An expert told the Alaska State Senate Resources Committee that the Defense Production Act (DPA) could provide loan guarantees, grants or offtake agreements to support a proposed Alaska gas/LNG project but that applying DPA at the scale discussed would be novel, legally uncertain and unlikely to result in federal nationalization.

The Alaska State Senate Resources Committee heard expert testimony April 30 about how the federal Defense Production Act could be applied to a proposed large-scale Alaska gas treatment, pipeline and LNG export project.

Philip Rossetti, a senior fellow for energy and environment at the R Street Institute, told the committee the DPA offers two common authorities: Title I, which allows prioritization of contracts for national-defense purposes, and Title III, which provides a Defense Production Act Fund that can subsidize or lend to industries considered essential to national defense. "When the president waived these requirements, which the president did on April 20, he is permitted to use the DPA fund for these purposes without adhering to these normal constraints," Rossetti said.

The committee’s chair framed the discussion around a proposed project the chair described as a "giga project" — a gas treatment facility, pipeline and LNG facility — with an estimated cost the chair said is about $47,000,000,000. Rossetti said DPA aid typically has been small relative to that scale and that using the DPA to subsidize construction of a mega-project would be a novel application. "Loan guarantees can cover a larger portion of that cost, and the scope of that depends somewhat on limitations and the estimated subsidy value of the risk of the project," he said.

Sen. Dunbar asked whether DPA support would change ownership of the pipeline or LNG assets. Rossetti replied it generally would not, saying grants or prioritizations are given to private companies and that Title VII liability limitations can sometimes accompany DPA actions to limit certain liabilities, though he cautioned these are not blanket waivers.

Committee members pressed legal and political limits. Vice Chair Sen. Wilkowski asked about the likelihood the federal government would effectively nationalize the $46 billion project; Rossetti said that prospect was "low," adding such intervention "would almost certainly do more harm than good" and could face legal challenge. On standing to sue, Rossetti said he was not aware of clear precedents of third parties successfully stopping DPA-backed projects and said Congress ultimately has authority to constrain the DPA's scope.

******

TASKS:
1. Edit the article on the Alaska LNG hearing from "An expert told" up to and including "LNG export project.", replacing "offtake agreements" with "purchase commitments".
2. Carry on the article on the Alaska LNG hearing, starting after its last sentence.
The items that come next have no connection to the article on the Alaska LNG hearing.

[Data listing]
******

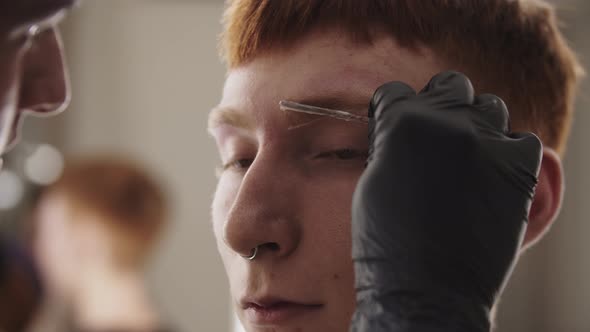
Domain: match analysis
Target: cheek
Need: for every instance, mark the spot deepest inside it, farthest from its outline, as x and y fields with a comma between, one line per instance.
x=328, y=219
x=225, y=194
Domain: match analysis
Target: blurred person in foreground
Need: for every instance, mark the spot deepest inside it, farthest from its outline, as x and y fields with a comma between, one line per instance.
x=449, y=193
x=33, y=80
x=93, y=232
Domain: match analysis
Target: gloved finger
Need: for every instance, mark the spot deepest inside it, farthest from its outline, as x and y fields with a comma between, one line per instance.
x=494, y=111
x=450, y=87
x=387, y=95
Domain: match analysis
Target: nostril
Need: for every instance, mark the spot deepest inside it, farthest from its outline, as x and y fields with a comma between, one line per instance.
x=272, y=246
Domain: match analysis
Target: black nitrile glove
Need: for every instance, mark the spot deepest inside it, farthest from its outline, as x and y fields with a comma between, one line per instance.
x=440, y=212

******

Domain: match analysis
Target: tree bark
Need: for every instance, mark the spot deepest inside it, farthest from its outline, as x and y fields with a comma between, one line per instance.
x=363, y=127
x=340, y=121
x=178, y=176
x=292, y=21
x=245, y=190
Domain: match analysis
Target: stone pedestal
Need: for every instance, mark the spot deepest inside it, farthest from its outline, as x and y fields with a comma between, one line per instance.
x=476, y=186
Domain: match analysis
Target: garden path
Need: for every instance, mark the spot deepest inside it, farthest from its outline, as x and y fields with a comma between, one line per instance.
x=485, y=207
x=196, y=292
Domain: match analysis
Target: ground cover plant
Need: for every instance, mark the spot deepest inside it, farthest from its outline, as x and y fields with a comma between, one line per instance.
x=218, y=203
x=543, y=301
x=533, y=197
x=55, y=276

******

RESULTS BY TASK:
1.
An expert told the Alaska State Senate Resources Committee that the Defense Production Act (DPA) could provide loan guarantees, grants or purchase commitments to support a proposed Alaska gas/LNG project but that applying DPA at the scale discussed would be novel, legally uncertain and unlikely to result in federal nationalization.

The Alaska State Senate Resources Committee heard expert testimony April 30 about how the federal Defense Production Act could be applied to a proposed large-scale Alaska gas treatment, pipeline and LNG export project.

2.
Members discussed precedent and comparable uses. Sen. Kawasaki and Sen. Kosaki cited a recent Fairbanks example involving US Antimony Corporation; Rossetti said DPA or similar federal support has been used for mines and critical-mineral projects because permitting and capitalization challenges make mining a common DPA application. He warned, however, that reliance on the DPA can distort private capital allocation if there is not a clear market failure.

Several senators raised state-level policy options tied to the project, including disclosure requirements, statutory deadlines with penalties, price caps and legislative approval of certain contracts. Rossetti cautioned that added transaction costs and existing federal laws in the natural gas sector (which require certain transparency) mean the legal and economic details matter in evaluating those measures.

The committee also discussed strategic uses of the DPA for military energy needs along the proposed corridor. Rossetti said prioritizing energy for military bases falls within DPA scope and noted the federal government has discretion to decide what it views as a secure energy source.

The committee chair raised fiscal transparency concerns, noting the proposal under consideration would eliminate property taxes for the duration of construction and for 10 years after production — a large revenue impact for local communities that may face workforce and service demands during construction. The hearing ended with the committee thanking the witness and adjourning; the next meeting is set for May 1 at 3:30 p.m., when the Department of Natural Resources divisions will testify and public testimony will be opened.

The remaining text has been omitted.